» **What you should do**
Please update the listing below by replacing "green leaf" with "single leaf" wherever it appears, changing nothing else, and leave the pictures out of your answer.

» **Data lines**
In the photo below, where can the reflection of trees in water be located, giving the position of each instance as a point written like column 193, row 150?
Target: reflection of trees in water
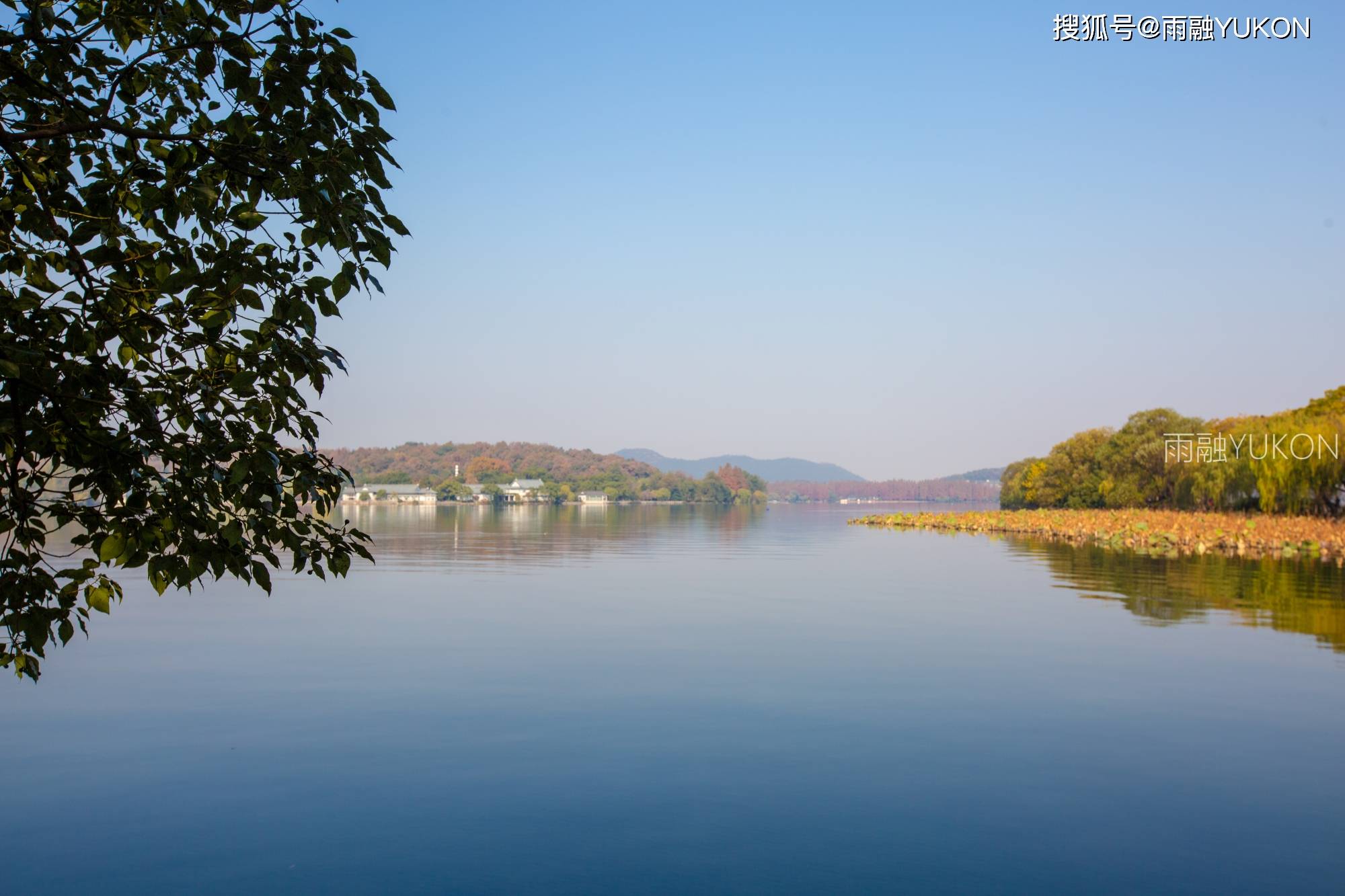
column 539, row 534
column 1303, row 596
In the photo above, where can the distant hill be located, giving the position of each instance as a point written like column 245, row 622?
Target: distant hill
column 426, row 462
column 779, row 469
column 985, row 474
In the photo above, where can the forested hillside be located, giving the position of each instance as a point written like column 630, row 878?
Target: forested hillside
column 432, row 463
column 773, row 470
column 566, row 473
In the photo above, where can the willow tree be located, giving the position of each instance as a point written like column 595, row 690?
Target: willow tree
column 189, row 188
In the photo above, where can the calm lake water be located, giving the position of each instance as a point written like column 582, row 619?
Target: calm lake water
column 687, row 700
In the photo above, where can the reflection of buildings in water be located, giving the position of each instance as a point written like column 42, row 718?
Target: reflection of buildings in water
column 504, row 537
column 1304, row 596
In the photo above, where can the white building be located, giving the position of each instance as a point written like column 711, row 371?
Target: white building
column 395, row 493
column 521, row 490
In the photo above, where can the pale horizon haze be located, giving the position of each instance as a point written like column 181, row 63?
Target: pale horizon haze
column 909, row 240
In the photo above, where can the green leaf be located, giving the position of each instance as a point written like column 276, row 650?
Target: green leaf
column 112, row 546
column 100, row 599
column 249, row 220
column 381, row 96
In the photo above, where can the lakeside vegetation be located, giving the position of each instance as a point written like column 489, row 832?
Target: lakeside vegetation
column 1256, row 470
column 1165, row 533
column 566, row 473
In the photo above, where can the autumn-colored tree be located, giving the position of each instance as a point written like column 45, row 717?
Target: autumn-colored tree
column 735, row 478
column 488, row 470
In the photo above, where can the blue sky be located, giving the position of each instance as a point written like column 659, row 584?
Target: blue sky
column 907, row 240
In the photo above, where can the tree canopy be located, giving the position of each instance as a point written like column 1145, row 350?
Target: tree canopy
column 189, row 188
column 1254, row 469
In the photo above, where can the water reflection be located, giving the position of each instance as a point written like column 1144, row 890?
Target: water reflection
column 1300, row 596
column 523, row 538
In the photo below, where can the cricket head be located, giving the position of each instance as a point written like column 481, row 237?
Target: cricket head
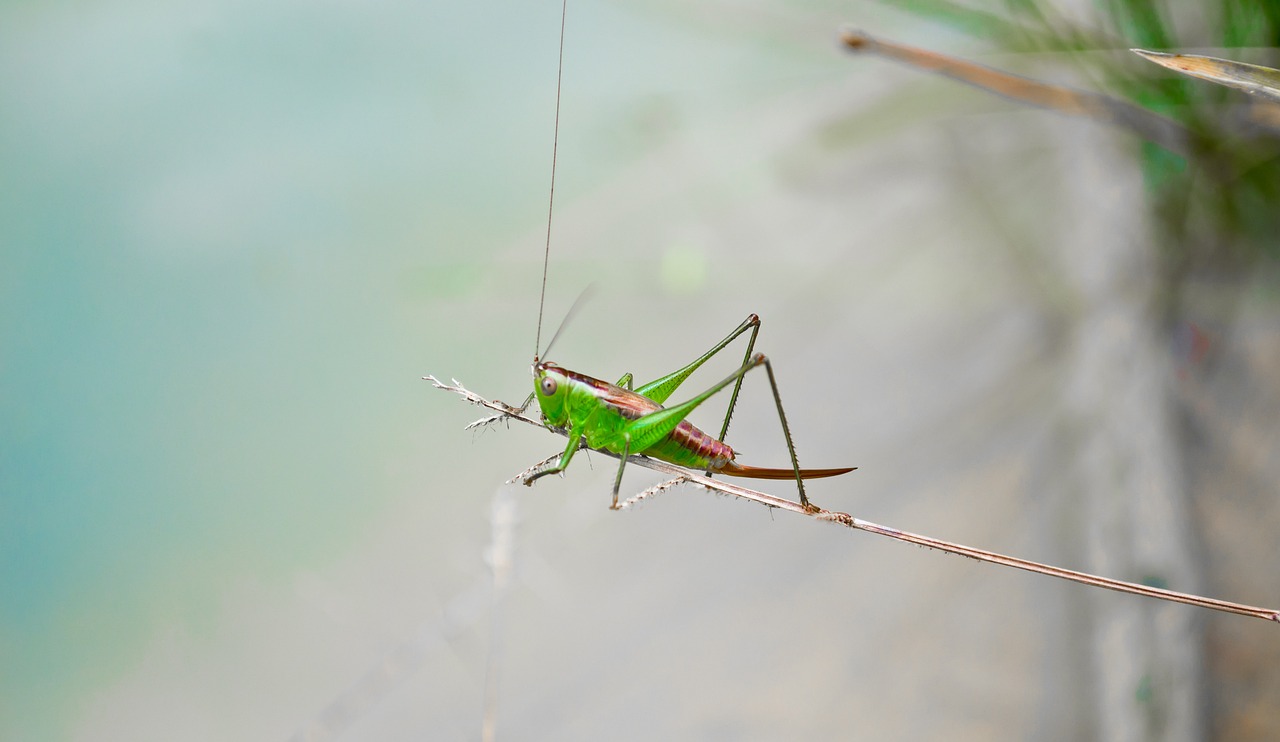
column 551, row 388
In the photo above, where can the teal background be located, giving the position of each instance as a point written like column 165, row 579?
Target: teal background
column 236, row 236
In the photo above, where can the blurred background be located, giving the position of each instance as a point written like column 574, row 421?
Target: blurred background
column 236, row 236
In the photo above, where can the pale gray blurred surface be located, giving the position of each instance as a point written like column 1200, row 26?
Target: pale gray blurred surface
column 928, row 284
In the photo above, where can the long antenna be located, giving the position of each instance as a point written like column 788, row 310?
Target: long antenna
column 551, row 202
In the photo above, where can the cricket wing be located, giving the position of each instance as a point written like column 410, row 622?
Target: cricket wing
column 736, row 470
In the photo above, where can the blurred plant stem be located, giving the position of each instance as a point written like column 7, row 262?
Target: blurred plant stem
column 1211, row 184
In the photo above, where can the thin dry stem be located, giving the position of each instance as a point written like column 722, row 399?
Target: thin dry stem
column 846, row 520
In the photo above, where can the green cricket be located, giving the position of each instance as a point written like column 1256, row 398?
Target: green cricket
column 626, row 420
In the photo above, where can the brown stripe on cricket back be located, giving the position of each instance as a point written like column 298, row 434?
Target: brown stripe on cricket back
column 694, row 439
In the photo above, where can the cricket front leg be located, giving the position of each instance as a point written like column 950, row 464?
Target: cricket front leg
column 575, row 440
column 622, row 465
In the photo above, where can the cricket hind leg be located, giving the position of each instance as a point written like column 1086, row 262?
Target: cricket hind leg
column 786, row 433
column 661, row 389
column 652, row 427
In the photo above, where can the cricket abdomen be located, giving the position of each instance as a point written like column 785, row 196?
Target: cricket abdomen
column 690, row 447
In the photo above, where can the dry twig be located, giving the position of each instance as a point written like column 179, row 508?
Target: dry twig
column 684, row 476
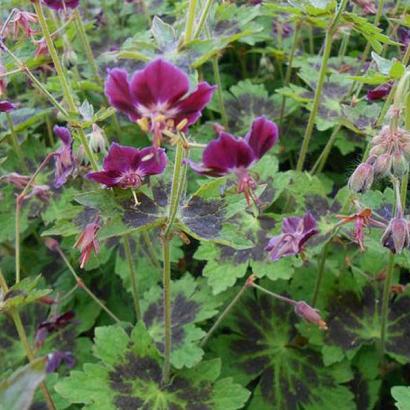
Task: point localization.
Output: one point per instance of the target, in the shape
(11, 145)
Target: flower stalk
(318, 92)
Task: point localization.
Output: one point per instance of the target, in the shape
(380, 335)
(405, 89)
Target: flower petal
(227, 153)
(262, 137)
(64, 134)
(190, 107)
(107, 178)
(152, 161)
(158, 82)
(120, 158)
(118, 92)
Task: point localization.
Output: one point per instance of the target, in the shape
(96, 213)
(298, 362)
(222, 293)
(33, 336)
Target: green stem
(14, 143)
(190, 21)
(289, 67)
(320, 273)
(322, 75)
(86, 46)
(202, 18)
(385, 305)
(222, 316)
(83, 286)
(274, 295)
(219, 91)
(133, 277)
(166, 283)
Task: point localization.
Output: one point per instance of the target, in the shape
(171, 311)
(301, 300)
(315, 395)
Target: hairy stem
(385, 305)
(133, 277)
(322, 75)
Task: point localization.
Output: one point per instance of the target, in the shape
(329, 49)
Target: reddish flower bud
(310, 314)
(362, 178)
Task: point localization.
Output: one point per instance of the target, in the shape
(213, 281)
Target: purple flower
(228, 154)
(64, 159)
(126, 167)
(62, 4)
(55, 359)
(295, 232)
(379, 92)
(53, 324)
(6, 106)
(157, 97)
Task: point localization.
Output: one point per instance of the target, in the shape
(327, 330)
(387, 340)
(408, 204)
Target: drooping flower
(295, 233)
(127, 167)
(7, 106)
(64, 158)
(379, 92)
(55, 359)
(310, 314)
(22, 20)
(62, 4)
(228, 154)
(88, 242)
(53, 324)
(157, 97)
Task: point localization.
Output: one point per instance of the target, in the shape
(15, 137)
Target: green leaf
(128, 375)
(191, 303)
(402, 396)
(16, 393)
(258, 346)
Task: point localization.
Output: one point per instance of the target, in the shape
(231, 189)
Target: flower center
(130, 179)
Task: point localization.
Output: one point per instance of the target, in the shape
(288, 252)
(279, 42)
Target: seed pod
(362, 178)
(382, 166)
(400, 165)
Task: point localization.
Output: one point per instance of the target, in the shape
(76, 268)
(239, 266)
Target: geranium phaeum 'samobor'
(295, 232)
(126, 167)
(228, 154)
(157, 97)
(62, 4)
(64, 159)
(6, 106)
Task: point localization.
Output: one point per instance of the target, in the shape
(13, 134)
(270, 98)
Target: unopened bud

» **Solution to this exercise**
In the photo below, where can the reflection of trees in water be located, giving the position of each instance as a point written like column 193, row 150?
Target: reflection of trees in water
column 539, row 534
column 1303, row 596
In the photo above, where can the distant hill be located, giving the position of each instance as a point written like column 245, row 622?
Target: distant hill
column 426, row 462
column 779, row 469
column 985, row 474
In the photo above, where can the forested hillside be located, giving the position of each instance as a point written like column 630, row 878?
Target: forested hillside
column 432, row 463
column 773, row 470
column 566, row 473
In the photo above, where can the willow tree be located, giving the position of each instance as a point written like column 595, row 690?
Target: willow tree
column 189, row 188
In the photo above, where can the calm lake water be located, giving the position of each instance as a point written like column 582, row 619?
Target: calm lake water
column 687, row 700
In the photo above, where can the reflection of buildings in water be located, giving the position of each instance as a point written like column 42, row 718?
Target: reflection of buildings in water
column 504, row 537
column 1304, row 596
In the photo above, where can the white building be located, giving the position of each instance as a point written like column 711, row 371?
Target: white building
column 395, row 493
column 521, row 490
In the photo above, where can the pale horizon haze be located, giving the position of each instance as a point written like column 181, row 63?
Target: pale horizon haze
column 909, row 240
In the photo above, where can the single leaf be located, giving the position of each instance as a point written like column 276, row 650?
Target: single leaf
column 112, row 546
column 100, row 599
column 249, row 220
column 381, row 96
In the photo above, where can the lakeside vegetation be located, giving the position of each instance as a point written like column 489, row 832?
Target: lakeside vegetation
column 1256, row 470
column 1165, row 533
column 566, row 473
In the photo above, where can the autumn-colored tree be located, giving the position of each instance as a point written like column 45, row 717?
Target: autumn-colored tree
column 735, row 478
column 488, row 470
In the photo above, where can the blue sky be located, giving the position of each instance as a point written like column 659, row 584?
Target: blue sky
column 907, row 240
In the photo above, where can the tree canopy be located, giving the position of each instance as a point written like column 1145, row 350?
Target: tree canopy
column 189, row 188
column 1254, row 469
In the photo above, where can the water reflection be located, giving the position of each instance as a point written like column 1144, row 890?
Target: water reflection
column 1300, row 596
column 523, row 538
In the photo below, where can the cricket head be located, giving the position of each instance as a point written like column 481, row 237?
Target: cricket head
column 551, row 388
In the photo above, where can the teal background be located, giving the position of each instance as a point written like column 165, row 579?
Target: teal background
column 236, row 236
In the photo above, where can the blurred background be located, giving the position of each instance as a point written like column 574, row 421?
Target: blurred background
column 236, row 236
In the photo above, where can the pale gray blurred surface be located, giving the position of each instance as a point written like column 1200, row 26?
Target: pale gray blurred surface
column 928, row 284
In the photo above, where can the long antenna be located, giving the position of each instance as a point written like column 788, row 310?
Target: long antenna
column 551, row 202
In the photo above, where can the cricket wing be located, giving the position of each instance as a point written like column 410, row 622?
Target: cricket wing
column 736, row 470
In the photo above, where can the blurred plant stem be located, giving the position of each instance as a point written like column 7, row 262?
Target: blurred plant stem
column 1211, row 184
In the photo above, where can the thin dry stem be located, giving the position of each instance as a point written like column 722, row 399?
Target: thin dry stem
column 846, row 520
In the photo above, where can the green cricket be located, giving the position of each instance as a point written like column 1256, row 398?
Target: green cricket
column 626, row 420
In the photo above, where can the brown stripe on cricket back be located, giving the position of each instance as a point written like column 298, row 434?
Target: brown stripe on cricket back
column 694, row 439
In the photo above, where can the cricket front leg be located, giving the position of each instance as a point written like column 950, row 464?
Target: cricket front leg
column 575, row 440
column 622, row 465
In the photo above, where can the cricket hind leg be located, giving the position of each instance as a point written like column 1086, row 262?
Target: cricket hind leg
column 786, row 433
column 661, row 389
column 652, row 427
In the photo above, where can the cricket abdomen be located, giving the position of each instance as a point written like column 785, row 196?
Target: cricket abdomen
column 690, row 447
In the photo above, where can the dry twig be located, giving the position of each instance as a point written like column 179, row 508?
Target: dry twig
column 684, row 476
Task: point localization.
Output: one point per instance of the target, in the shape
(11, 145)
Target: flower stalk
(318, 92)
Task: point localization.
Output: one point per instance of the target, in the shape
(380, 335)
(405, 89)
Target: flower petal
(227, 153)
(262, 137)
(64, 134)
(190, 107)
(107, 178)
(152, 161)
(158, 82)
(120, 158)
(118, 92)
Task: point localization.
Output: one point per instance of the target, in the shape
(96, 213)
(298, 362)
(222, 293)
(33, 336)
Target: green stem
(14, 143)
(190, 21)
(289, 67)
(320, 273)
(322, 75)
(86, 46)
(202, 18)
(385, 305)
(222, 316)
(83, 286)
(274, 295)
(219, 91)
(133, 277)
(166, 283)
Task: point localization.
Output: one point per instance of the target, in the shape
(171, 311)
(301, 300)
(315, 395)
Target: hairy stem
(385, 305)
(133, 277)
(322, 75)
Task: point localization.
Output: one point per instance of the target, in the shape
(329, 49)
Target: reddish flower bud
(310, 314)
(362, 178)
Task: point localization.
Output: one point per instance of the target, in the shape
(213, 281)
Target: purple flower
(228, 154)
(64, 159)
(126, 167)
(62, 4)
(55, 359)
(295, 232)
(379, 92)
(53, 324)
(6, 106)
(157, 97)
Task: point localization.
Output: one point per instance of the target, in the shape
(327, 330)
(387, 340)
(408, 204)
Target: drooping flower
(295, 233)
(127, 167)
(7, 106)
(64, 158)
(379, 92)
(55, 359)
(310, 314)
(22, 20)
(62, 4)
(228, 154)
(88, 242)
(53, 324)
(157, 97)
Task: point localization.
Output: one point per instance of the target, in the shape
(15, 137)
Target: single leaf
(128, 375)
(191, 303)
(402, 396)
(16, 393)
(258, 346)
Task: point localization.
Output: one point per instance of the target, in the shape
(231, 189)
Target: flower center
(130, 179)
Task: point localization.
Output: one point per instance of the target, in the shape
(288, 252)
(279, 42)
Target: seed pod
(362, 178)
(382, 166)
(400, 165)
Task: point localization.
Output: one point per instance of the target, in the shape
(76, 268)
(239, 266)
Target: geranium phaeum 'samobor'
(295, 232)
(126, 167)
(228, 154)
(157, 97)
(62, 4)
(64, 159)
(6, 106)
Task: point localization.
Output: one point per instance of the target, in the shape
(13, 134)
(270, 98)
Target: unopened bud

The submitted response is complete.